= DATA PROVIDED =

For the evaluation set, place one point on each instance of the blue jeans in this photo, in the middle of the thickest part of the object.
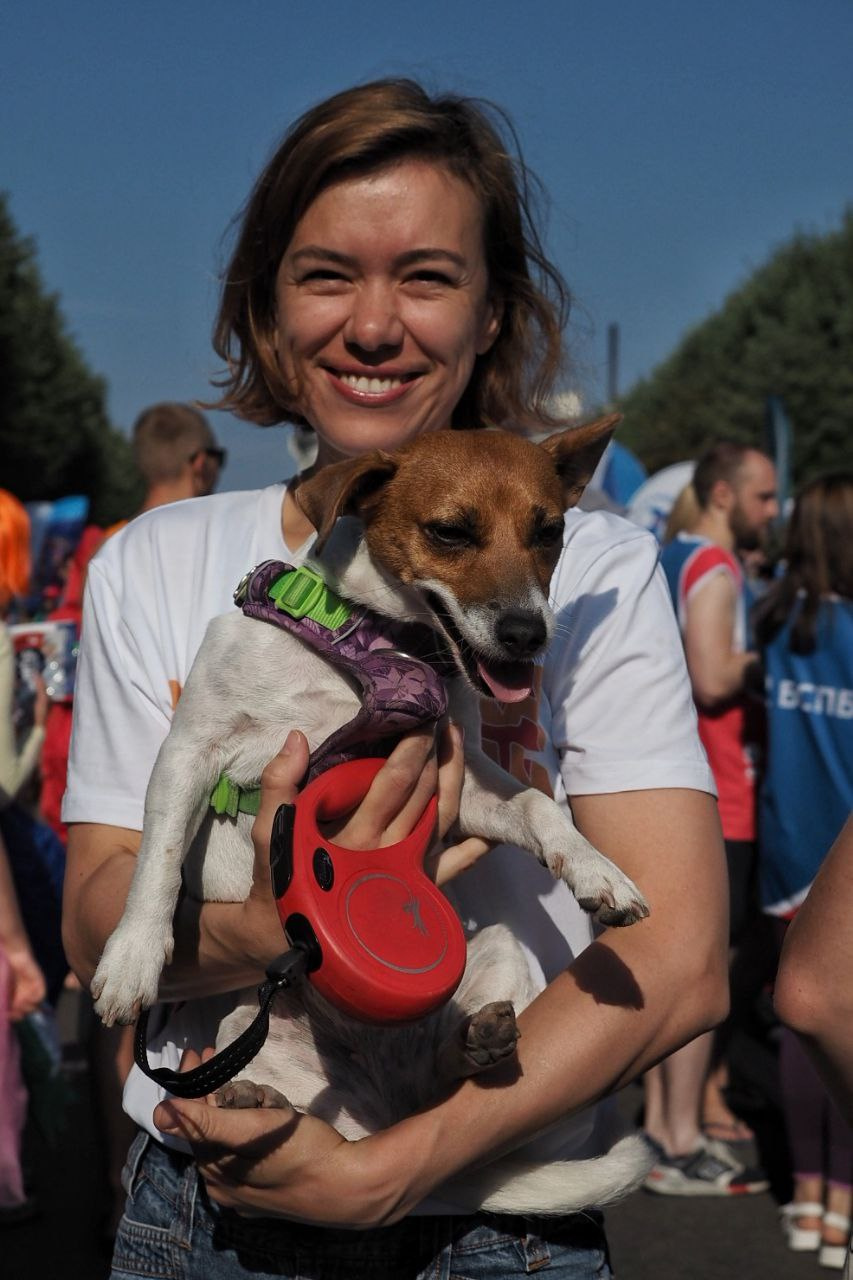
(172, 1230)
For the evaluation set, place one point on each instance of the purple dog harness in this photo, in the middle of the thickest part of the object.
(398, 690)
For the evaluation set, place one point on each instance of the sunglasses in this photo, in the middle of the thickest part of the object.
(218, 455)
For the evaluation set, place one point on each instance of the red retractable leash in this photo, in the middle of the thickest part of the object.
(366, 927)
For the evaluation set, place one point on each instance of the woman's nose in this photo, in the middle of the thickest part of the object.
(374, 321)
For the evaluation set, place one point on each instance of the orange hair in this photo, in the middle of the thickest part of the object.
(14, 548)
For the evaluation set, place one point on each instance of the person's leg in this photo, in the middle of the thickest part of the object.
(674, 1092)
(803, 1106)
(112, 1057)
(839, 1184)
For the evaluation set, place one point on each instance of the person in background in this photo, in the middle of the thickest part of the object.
(22, 983)
(804, 632)
(18, 760)
(176, 452)
(177, 456)
(22, 990)
(735, 494)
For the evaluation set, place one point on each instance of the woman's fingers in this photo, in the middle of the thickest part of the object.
(397, 795)
(448, 863)
(451, 771)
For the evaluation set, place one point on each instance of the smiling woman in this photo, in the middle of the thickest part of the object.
(387, 282)
(383, 306)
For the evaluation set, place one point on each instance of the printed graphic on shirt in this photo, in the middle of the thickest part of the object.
(512, 734)
(812, 699)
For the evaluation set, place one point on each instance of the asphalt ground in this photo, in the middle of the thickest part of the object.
(651, 1237)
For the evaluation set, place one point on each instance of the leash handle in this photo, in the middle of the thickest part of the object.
(209, 1077)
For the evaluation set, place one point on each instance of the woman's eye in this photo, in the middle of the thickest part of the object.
(323, 274)
(430, 278)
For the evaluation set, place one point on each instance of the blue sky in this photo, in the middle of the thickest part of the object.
(679, 142)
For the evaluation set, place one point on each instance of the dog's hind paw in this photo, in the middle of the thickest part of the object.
(245, 1093)
(601, 888)
(611, 899)
(482, 1041)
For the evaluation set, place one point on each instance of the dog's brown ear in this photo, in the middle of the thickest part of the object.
(343, 489)
(576, 453)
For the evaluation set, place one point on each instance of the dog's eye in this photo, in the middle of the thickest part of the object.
(548, 535)
(447, 535)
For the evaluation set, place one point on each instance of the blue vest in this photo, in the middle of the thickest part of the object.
(808, 786)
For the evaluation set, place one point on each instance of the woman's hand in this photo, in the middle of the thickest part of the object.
(27, 986)
(415, 769)
(279, 1162)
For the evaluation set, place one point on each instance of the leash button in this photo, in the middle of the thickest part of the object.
(281, 849)
(323, 869)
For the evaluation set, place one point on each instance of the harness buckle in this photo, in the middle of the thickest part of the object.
(302, 593)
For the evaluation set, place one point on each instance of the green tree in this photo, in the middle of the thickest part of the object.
(55, 437)
(787, 332)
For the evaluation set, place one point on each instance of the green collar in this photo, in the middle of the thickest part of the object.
(302, 594)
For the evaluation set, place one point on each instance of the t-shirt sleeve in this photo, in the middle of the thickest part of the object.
(705, 565)
(121, 713)
(623, 713)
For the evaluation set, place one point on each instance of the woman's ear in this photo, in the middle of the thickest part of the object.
(491, 327)
(343, 489)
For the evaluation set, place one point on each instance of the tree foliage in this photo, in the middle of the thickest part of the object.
(55, 435)
(787, 332)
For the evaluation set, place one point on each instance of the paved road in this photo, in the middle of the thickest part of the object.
(652, 1238)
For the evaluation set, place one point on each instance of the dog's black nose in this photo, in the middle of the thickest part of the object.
(523, 632)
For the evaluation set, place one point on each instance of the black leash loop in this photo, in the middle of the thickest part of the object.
(223, 1066)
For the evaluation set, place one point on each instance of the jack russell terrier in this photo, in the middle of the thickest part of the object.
(415, 536)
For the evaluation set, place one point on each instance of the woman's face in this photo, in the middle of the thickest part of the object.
(383, 306)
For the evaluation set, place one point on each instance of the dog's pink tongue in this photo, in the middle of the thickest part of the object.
(509, 681)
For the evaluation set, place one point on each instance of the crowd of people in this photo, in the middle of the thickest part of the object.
(387, 280)
(177, 457)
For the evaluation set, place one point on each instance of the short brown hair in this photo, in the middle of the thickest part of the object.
(164, 439)
(720, 461)
(360, 131)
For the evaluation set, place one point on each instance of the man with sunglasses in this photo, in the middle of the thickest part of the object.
(176, 452)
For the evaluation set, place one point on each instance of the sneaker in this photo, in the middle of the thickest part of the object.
(710, 1170)
(835, 1256)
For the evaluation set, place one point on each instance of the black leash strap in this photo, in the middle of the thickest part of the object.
(224, 1065)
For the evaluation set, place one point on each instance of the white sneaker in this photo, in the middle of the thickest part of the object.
(801, 1239)
(710, 1170)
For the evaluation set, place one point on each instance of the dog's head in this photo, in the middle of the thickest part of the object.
(473, 522)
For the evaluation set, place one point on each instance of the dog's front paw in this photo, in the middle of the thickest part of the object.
(128, 976)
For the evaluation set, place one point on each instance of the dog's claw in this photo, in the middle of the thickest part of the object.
(238, 1095)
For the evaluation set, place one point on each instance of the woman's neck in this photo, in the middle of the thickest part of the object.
(296, 528)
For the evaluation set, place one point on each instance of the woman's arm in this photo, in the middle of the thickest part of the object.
(813, 990)
(630, 999)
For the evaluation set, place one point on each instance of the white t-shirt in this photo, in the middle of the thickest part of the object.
(615, 713)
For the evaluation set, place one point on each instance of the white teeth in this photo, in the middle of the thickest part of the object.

= INSTRUCTIONS FOR THE TASK =
Using the material above, extract the line that contains "the dog's front" and every line after it, exactly as given; stop at the last line.

= RESULT OF THIS TASK =
For the evaluation set, place one point on each instance of the dog's front paw in this photo, in the middle of the thickest part of the object.
(128, 976)
For the evaluation set, place one point on each instance of the dog's claw in this photo, in the middle of the thickest part of the object.
(238, 1095)
For the evaluation set, place one point on each instance of the woman's neck in this photo, in the middle of the thickest part of the object.
(296, 528)
For the evaluation set, place one point on each instance of the woman's arm in this photo, in the middle of the thickest part of the object.
(813, 990)
(630, 999)
For the evaluation set, place one point on each instance of the white t-shirt in this photo, in the middle of the thickest part of the object.
(615, 713)
For the evaluation set, place one point on each instance of the white teeth in this photo, in the middle of the thickest part of the object.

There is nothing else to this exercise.